_Verilen metin_:

Tuğrul Şavkay: İşgücünü planlamak

Tuğrul ŞAVKAY
Haberin Devamı

Belediye işçilerinin grevi Bakanlar Kurulu kararıyla iki ay ertelenince konu gündemden düştü.

Bence istenen de buydu.

Bu tür ertelemelerde kamu sağlığı, hatta daha genel anlamda kamu yararının çok ön planda olduğunu hiç mi hiç sanmıyorum.

Hükümet sadece herkesin gözü önünde süren ve pis kokular çıkartan pazarlıkların kapalı kapılar ardında sürdürülmesini sağlamak istiyor diye düşünmekteyim.

Büyük bir olasılıkla, iki ay içinde sendikalarla belediyeler arasındaki pazarlık sessiz sedasız sürdürülecek. Hasan’ın böreğinden yağlı bir parça ikramıyla da bu defter kapatılacak.

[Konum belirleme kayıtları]

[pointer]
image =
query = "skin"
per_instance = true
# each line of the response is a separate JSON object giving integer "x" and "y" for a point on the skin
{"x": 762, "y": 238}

_Görevleriniz_:
1. Grev yazısında "Belediye işçilerinin grevi" sözlerinden "mi hiç sanmıyorum." sözlerine kadar, ikisi de dahil olan bölümü olduğu gibi yazın.
2. Grev yazısını kaldığı yerden devam ettirin.

_Beklenen yanıtlar_:
1.
Belediye işçilerinin grevi Bakanlar Kurulu kararıyla iki ay ertelenince konu gündemden düştü.

Bence istenen de buydu.

Bu tür ertelemelerde kamu sağlığı, hatta daha genel anlamda kamu yararının çok ön planda olduğunu hiç mi hiç sanmıyorum.

2.
Paranın cebinden çıktığının farkında olmayan gariban vatandaş kandırılmış olacak.

Atı alan Üsküdar’ı geçecek.

Bir hatırlatma

Yine de vatandaşın koyun olmadığını yetkililer de hatırlasın diye bir okuyucu mektubundan alıntılar yapacağım.

Erhan Karabekir şahsen tanıdığım bir okurum. Uzun yıllar üst düzey yöneticilik yapmış ve insan kaynaklarını yönetmiş birisi. Bakın neler yazmış...

Verimi artırmak

'Tartışmaya açmış olduğunuz ve hayli tepki çeken belediyelerdeki istihdam fazlalığı konusunu daha genelleştirerek işlemeye devam etmenizi diliyorum.

Ben bir özel firmada uzun yıllar yöneticilik yaptım. Yıllardan beri iş dünyasında 're-engineering', bizim 'iş süreçlerini yeniden tasarlama' diyebileceğimiz akım bütün gücüyle sürüyor. Bundan gaye, işleri yapma yöntemlerini gözden geçirmek, sürekli iyileştirmek veya daha köklü olması için süreçleri yıkarak yeniden tanımlamak ve kurmak. Böylece insan gücü ve diğer ihtiyaçları buna göre yeniden tespit etmektir.'

İnsan kıyımı mı?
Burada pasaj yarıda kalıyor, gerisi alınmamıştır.